In the records below, locate the line containing "Query: green tree"; output that line and every following line through the last, exactly.
##### Material shown
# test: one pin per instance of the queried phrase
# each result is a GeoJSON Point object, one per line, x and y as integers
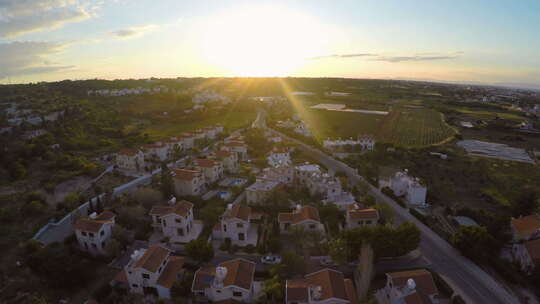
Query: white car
{"type": "Point", "coordinates": [327, 262]}
{"type": "Point", "coordinates": [271, 259]}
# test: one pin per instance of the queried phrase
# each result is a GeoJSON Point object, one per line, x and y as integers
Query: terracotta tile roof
{"type": "Point", "coordinates": [94, 225]}
{"type": "Point", "coordinates": [185, 174]}
{"type": "Point", "coordinates": [533, 247]}
{"type": "Point", "coordinates": [526, 226]}
{"type": "Point", "coordinates": [238, 211]}
{"type": "Point", "coordinates": [332, 283]}
{"type": "Point", "coordinates": [305, 213]}
{"type": "Point", "coordinates": [128, 152]}
{"type": "Point", "coordinates": [170, 273]}
{"type": "Point", "coordinates": [364, 214]}
{"type": "Point", "coordinates": [351, 292]}
{"type": "Point", "coordinates": [152, 258]}
{"type": "Point", "coordinates": [181, 208]}
{"type": "Point", "coordinates": [239, 273]}
{"type": "Point", "coordinates": [422, 278]}
{"type": "Point", "coordinates": [206, 162]}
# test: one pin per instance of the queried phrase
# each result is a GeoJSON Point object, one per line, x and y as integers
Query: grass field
{"type": "Point", "coordinates": [408, 127]}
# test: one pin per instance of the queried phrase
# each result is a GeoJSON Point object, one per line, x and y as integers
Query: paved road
{"type": "Point", "coordinates": [474, 284]}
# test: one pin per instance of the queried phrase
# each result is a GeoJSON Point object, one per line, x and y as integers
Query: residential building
{"type": "Point", "coordinates": [176, 221]}
{"type": "Point", "coordinates": [188, 182]}
{"type": "Point", "coordinates": [525, 228]}
{"type": "Point", "coordinates": [403, 184]}
{"type": "Point", "coordinates": [527, 254]}
{"type": "Point", "coordinates": [230, 280]}
{"type": "Point", "coordinates": [359, 217]}
{"type": "Point", "coordinates": [409, 287]}
{"type": "Point", "coordinates": [130, 159]}
{"type": "Point", "coordinates": [152, 271]}
{"type": "Point", "coordinates": [93, 233]}
{"type": "Point", "coordinates": [157, 151]}
{"type": "Point", "coordinates": [212, 169]}
{"type": "Point", "coordinates": [228, 159]}
{"type": "Point", "coordinates": [303, 217]}
{"type": "Point", "coordinates": [326, 286]}
{"type": "Point", "coordinates": [235, 225]}
{"type": "Point", "coordinates": [258, 192]}
{"type": "Point", "coordinates": [279, 157]}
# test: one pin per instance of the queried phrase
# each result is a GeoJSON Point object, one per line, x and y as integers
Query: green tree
{"type": "Point", "coordinates": [200, 250]}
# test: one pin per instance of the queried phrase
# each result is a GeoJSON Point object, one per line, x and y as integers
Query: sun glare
{"type": "Point", "coordinates": [261, 41]}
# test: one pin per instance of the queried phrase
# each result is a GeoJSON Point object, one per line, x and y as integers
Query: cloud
##########
> _Exercise output_
Query: green tree
{"type": "Point", "coordinates": [200, 250]}
# test: one pin per instance of the queried phrase
# each result is a GeoJSON Point object, one per line, x and y as integers
Query: sun glare
{"type": "Point", "coordinates": [261, 41]}
# test: one pin per instance of the queried phrase
# each result is a GeoJSON Point object, one per line, x and y as integers
Query: cloud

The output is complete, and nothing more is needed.